Requirement: Below are the records. Retype exactly the lines between the lines holding "Target: sun" and "point: one pixel per instance, each like <point>142,32</point>.", inclusive.

Input data:
........

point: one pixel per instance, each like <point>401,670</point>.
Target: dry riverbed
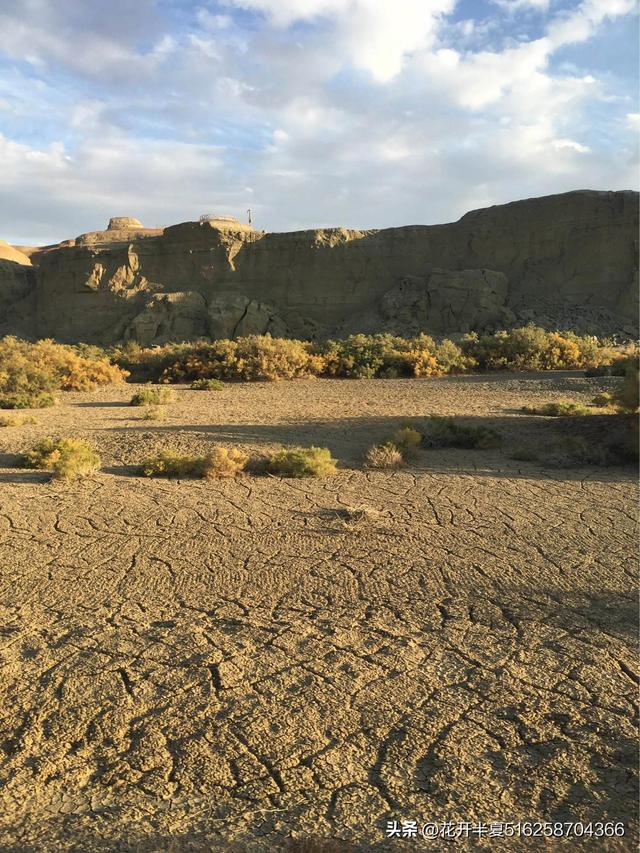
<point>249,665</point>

........

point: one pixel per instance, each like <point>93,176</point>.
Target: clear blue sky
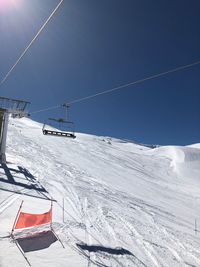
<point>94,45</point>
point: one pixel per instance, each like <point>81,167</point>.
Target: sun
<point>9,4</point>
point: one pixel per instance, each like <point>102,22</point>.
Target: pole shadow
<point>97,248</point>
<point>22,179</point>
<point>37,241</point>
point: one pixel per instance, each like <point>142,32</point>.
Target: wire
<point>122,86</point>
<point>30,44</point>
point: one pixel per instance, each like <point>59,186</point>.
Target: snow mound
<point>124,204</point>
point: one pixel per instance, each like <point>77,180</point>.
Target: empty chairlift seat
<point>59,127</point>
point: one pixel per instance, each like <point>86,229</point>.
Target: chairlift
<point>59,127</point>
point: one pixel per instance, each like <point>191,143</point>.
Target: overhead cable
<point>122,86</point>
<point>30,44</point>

........

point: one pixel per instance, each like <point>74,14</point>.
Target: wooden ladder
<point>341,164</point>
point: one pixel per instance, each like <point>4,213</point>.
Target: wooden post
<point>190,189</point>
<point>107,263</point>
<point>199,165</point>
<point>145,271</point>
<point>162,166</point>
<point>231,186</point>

........

Answer to the problem:
Target: sun
<point>9,4</point>
point: one pixel per instance, each like <point>102,22</point>.
Target: pole shadow
<point>97,248</point>
<point>22,179</point>
<point>37,241</point>
point: one pixel per instance, each like <point>142,32</point>.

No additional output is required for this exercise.